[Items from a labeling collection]
Begin
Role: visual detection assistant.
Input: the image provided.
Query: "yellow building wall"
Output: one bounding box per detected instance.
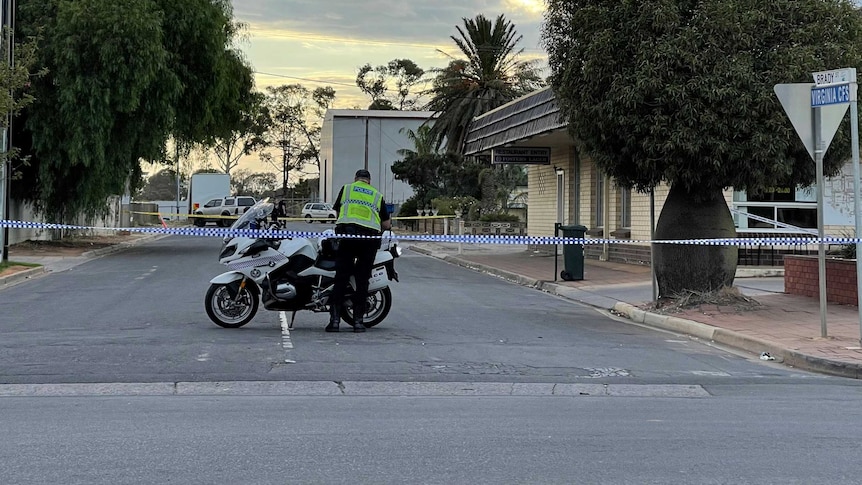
[527,147,574,236]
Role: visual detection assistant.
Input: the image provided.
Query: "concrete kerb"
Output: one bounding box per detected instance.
[81,234,167,259]
[410,246,862,379]
[0,234,167,288]
[0,266,46,288]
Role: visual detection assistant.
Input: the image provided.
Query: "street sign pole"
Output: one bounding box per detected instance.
[811,104,826,337]
[850,84,862,345]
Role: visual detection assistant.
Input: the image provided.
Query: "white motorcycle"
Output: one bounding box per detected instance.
[204,199,401,328]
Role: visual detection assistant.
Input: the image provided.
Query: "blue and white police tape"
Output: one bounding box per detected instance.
[0,220,862,246]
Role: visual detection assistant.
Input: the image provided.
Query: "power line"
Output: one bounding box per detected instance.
[254,71,359,89]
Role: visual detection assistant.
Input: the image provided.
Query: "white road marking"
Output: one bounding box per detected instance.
[278,312,296,364]
[135,266,159,280]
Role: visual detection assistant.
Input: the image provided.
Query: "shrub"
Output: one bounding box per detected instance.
[479,212,521,222]
[398,196,418,217]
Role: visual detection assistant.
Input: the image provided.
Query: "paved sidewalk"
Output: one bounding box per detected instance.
[404,241,862,379]
[6,235,862,379]
[0,234,167,290]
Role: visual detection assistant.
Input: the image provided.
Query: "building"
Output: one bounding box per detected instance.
[320,109,434,204]
[464,87,854,264]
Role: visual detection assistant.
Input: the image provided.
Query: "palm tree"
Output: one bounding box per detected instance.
[425,14,544,153]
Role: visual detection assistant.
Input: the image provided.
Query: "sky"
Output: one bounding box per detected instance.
[233,0,545,108]
[219,0,547,178]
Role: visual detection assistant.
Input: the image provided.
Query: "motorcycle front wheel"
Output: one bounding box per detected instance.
[204,283,260,328]
[341,286,392,328]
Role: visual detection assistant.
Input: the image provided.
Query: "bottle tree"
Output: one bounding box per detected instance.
[542,0,862,296]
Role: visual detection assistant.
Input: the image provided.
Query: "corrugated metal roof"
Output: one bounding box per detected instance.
[464,87,567,155]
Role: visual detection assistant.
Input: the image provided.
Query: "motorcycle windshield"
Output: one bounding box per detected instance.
[230,198,274,230]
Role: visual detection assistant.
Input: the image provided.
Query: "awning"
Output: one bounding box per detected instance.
[464,87,567,155]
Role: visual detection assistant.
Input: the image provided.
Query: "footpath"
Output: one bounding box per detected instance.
[404,241,862,379]
[5,234,862,379]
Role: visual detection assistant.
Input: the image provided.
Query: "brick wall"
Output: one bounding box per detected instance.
[784,255,858,306]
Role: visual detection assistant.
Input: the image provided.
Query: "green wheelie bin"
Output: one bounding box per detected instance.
[557,225,587,281]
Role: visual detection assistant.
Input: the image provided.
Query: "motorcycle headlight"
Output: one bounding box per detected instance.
[218,244,236,259]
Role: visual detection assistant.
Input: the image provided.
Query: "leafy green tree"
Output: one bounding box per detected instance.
[230,169,278,199]
[13,0,252,221]
[212,93,269,174]
[543,0,862,297]
[260,84,335,196]
[425,15,544,153]
[0,30,47,182]
[356,59,425,110]
[391,125,484,207]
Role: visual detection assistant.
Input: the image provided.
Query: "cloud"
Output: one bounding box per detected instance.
[234,0,544,51]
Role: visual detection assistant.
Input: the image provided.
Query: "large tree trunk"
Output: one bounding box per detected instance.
[653,187,738,298]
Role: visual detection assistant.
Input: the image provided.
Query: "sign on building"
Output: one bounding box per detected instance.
[491,147,551,165]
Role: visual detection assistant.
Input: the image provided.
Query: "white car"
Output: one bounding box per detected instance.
[195,195,257,227]
[302,202,338,224]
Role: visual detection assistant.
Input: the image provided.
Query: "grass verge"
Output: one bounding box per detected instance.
[0,261,42,271]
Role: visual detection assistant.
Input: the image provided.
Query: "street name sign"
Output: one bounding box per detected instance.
[811,67,856,88]
[491,147,551,165]
[811,83,852,108]
[774,83,850,160]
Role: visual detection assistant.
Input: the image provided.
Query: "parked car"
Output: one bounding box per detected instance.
[195,195,257,227]
[302,202,338,224]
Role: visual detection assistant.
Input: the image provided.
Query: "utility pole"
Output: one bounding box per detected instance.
[0,0,15,263]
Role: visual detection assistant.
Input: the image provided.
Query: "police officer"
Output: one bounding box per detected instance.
[326,169,392,332]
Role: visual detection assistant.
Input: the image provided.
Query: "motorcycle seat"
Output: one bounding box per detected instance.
[314,258,335,271]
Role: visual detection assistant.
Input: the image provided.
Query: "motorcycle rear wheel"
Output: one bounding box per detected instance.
[341,286,392,328]
[204,284,260,328]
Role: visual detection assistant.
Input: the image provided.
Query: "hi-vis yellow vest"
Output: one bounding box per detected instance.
[336,182,383,232]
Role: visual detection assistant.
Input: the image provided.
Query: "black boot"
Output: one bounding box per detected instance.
[325,304,341,332]
[353,304,365,333]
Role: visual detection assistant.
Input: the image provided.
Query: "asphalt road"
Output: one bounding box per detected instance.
[0,225,862,484]
[0,231,825,384]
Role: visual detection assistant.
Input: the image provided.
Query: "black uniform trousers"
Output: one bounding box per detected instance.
[329,224,380,317]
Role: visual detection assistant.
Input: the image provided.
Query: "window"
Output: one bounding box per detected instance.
[596,170,605,227]
[733,187,817,232]
[620,188,632,228]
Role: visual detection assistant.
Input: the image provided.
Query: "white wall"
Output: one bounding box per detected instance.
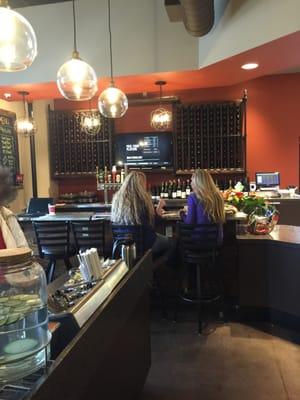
[0,100,57,213]
[33,100,58,197]
[0,0,198,89]
[198,0,300,68]
[0,100,31,213]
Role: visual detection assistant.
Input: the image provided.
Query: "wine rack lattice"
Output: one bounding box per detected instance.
[49,109,113,178]
[174,100,246,171]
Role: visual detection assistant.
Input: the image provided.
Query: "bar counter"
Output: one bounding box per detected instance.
[27,251,152,400]
[237,225,300,328]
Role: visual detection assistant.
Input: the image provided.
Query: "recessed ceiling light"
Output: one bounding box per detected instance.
[241,63,258,69]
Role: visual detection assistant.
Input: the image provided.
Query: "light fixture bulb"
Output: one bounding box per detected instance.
[150,107,172,131]
[98,86,128,118]
[241,63,258,70]
[82,114,101,135]
[0,6,37,72]
[16,117,36,137]
[57,57,98,101]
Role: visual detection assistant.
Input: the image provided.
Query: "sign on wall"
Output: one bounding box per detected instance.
[0,109,19,176]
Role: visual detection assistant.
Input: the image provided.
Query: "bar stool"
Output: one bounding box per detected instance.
[174,222,223,334]
[71,220,105,256]
[111,224,168,318]
[32,221,76,283]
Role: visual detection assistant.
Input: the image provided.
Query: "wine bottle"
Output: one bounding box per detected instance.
[172,180,177,199]
[168,181,173,199]
[185,179,192,196]
[104,165,108,183]
[181,181,186,199]
[164,181,169,199]
[160,182,165,199]
[176,178,181,199]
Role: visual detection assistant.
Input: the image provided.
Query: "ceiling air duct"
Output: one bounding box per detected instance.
[180,0,214,37]
[165,0,215,37]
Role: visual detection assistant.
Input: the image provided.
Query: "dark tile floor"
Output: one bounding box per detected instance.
[141,316,300,400]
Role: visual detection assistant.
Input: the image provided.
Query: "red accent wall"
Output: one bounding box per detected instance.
[55,74,300,193]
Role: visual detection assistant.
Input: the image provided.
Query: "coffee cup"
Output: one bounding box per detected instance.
[289,188,297,197]
[48,204,55,215]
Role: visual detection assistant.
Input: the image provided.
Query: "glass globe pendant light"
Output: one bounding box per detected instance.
[0,0,37,72]
[150,81,172,131]
[82,100,101,136]
[98,0,128,118]
[16,91,36,137]
[57,0,98,101]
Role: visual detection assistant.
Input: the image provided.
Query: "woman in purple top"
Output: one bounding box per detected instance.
[181,169,225,243]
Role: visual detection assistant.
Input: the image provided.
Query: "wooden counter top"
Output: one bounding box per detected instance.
[237,225,300,245]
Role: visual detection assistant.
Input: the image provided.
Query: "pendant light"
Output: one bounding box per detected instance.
[16,91,36,137]
[57,0,98,101]
[150,81,172,131]
[0,0,37,72]
[98,0,128,118]
[82,100,101,136]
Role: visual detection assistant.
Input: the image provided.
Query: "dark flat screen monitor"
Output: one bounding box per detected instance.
[255,172,280,189]
[115,132,173,168]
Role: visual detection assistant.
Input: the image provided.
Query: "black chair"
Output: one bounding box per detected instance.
[71,220,105,256]
[26,197,54,215]
[32,221,76,283]
[111,224,169,318]
[174,222,223,333]
[111,224,147,259]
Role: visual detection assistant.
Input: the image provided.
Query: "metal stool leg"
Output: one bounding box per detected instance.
[46,258,56,283]
[153,272,167,318]
[196,264,202,334]
[64,257,72,271]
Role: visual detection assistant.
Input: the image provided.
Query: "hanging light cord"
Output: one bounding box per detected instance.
[107,0,114,86]
[72,0,78,53]
[22,93,27,119]
[159,83,162,106]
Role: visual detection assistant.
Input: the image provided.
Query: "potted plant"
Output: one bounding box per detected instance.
[225,191,279,234]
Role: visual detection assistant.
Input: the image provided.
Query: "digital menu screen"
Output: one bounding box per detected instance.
[115,132,173,167]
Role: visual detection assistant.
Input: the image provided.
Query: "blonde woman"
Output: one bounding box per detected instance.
[0,166,28,250]
[181,169,225,241]
[111,171,170,255]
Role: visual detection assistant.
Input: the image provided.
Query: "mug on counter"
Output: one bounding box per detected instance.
[48,204,55,215]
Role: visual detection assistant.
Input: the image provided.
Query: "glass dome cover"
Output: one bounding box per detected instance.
[57,52,98,101]
[0,248,51,386]
[0,4,37,72]
[98,86,128,118]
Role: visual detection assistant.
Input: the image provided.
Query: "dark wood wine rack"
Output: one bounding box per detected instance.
[174,97,246,174]
[49,108,113,178]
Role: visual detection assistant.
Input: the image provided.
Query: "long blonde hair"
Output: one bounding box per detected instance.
[111,171,154,225]
[192,169,225,223]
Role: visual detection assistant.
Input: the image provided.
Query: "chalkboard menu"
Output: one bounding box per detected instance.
[0,109,19,176]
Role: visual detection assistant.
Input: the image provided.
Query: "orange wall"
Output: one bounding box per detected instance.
[55,74,300,192]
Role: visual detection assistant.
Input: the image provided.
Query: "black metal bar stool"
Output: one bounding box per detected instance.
[71,220,105,256]
[174,223,223,334]
[111,224,168,318]
[32,221,76,283]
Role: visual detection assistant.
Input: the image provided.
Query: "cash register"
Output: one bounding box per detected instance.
[255,172,280,198]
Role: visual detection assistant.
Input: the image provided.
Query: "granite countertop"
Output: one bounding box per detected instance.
[237,225,300,245]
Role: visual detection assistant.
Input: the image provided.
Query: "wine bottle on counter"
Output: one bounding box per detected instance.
[104,165,108,183]
[181,181,186,199]
[172,180,177,199]
[163,181,168,199]
[121,168,125,183]
[185,179,192,196]
[168,181,173,199]
[160,182,165,199]
[176,179,182,199]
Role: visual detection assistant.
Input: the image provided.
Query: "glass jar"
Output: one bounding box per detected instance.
[0,248,51,386]
[248,206,279,235]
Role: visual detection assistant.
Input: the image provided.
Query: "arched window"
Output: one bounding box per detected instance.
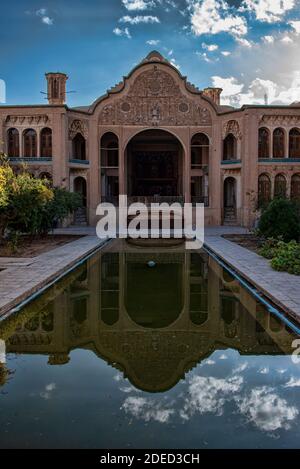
End
What you should do »
Show each line of the data above that contains the word "motorcycle".

Solved exercise »
Query: "white motorcycle"
Query: "motorcycle front wheel"
Query: "motorcycle windshield"
Query: "motorcycle headlight"
Query: "motorcycle seat"
Query: "motorcycle rear wheel"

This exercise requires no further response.